A very rough statement of the regularity lemma could be made as follows:

Every graph can be approximated by random graphs. This is in the sense that every graph can be partitioned into a bounded number of equal parts such that:
1. Most edges run between different parts
2. And that these edges behave as if generated at random.

The fundamental nature of the Regularity Lemma as a tool in Graph Theory (and beyond) could be understood by the fact that two recent Fields Medals (Timothy Gowers, 1998 and Terence Tao, 2006) were awarded atleast in part for achieving breakthrough results on the regularity lemma and using those to prove fundamental results on arithmetic progressions amongst other results (Such as the Green-Tao Theorem).


A Temporary Digression and Prof. Trevisan’s Statement: A first look at the statement of the regularity lemma above reminds one (especially those trained in signal processing I suppose) of the Fourier series. While this is extremely simplified – It’s not entirely incorrect to say that it points in part to a deeper relationship between combinatorics and analysis. Let’s look at it this way – Szemeredi employed the regularity lemma (a graph theoretic method) to prove what is now called Szemeredi’s theorem. The Szemeredi Theorem is a difficult one and it has four different proofs (graph-theoretic, ergodic, hypergraph-theoretic and lastly based on Fourier analysis)*.  Infact work on the Szemeredi theorem has contributed in better understanding connections between these areas (as an example – Timothy Gowers was awarded the Fields Medal for proving very deep results on the connections between analysis and combinatorics).

Terence Tao and Timothy Gowers have made breakthrough contributions to the regularity lemma and Szemeredi's Theorem amongst numerous others (Image Source: Republic of Math)

So it could be said that it all really started with Erdős and Turán posing a hard problem – The search for it’s solution has led to not only some good theorems but also some interesting connections between different areas of mathematics and thus a better understanding of all of them as a result. So we see what Prof. Trevisan means!

◆ **Given data**
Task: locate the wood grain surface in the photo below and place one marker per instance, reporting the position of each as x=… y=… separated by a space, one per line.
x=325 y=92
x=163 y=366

◆ **What is needed**
Repeat everything in the regularity lemma excerpt from "A very rough" down to "generated at random.", keeping every word and mark unchanged.

◆ **Problem solution**
A very rough statement of the regularity lemma could be made as follows:

Every graph can be approximated by random graphs. This is in the sense that every graph can be partitioned into a bounded number of equal parts such that:
1. Most edges run between different parts
2. And that these edges behave as if generated at random.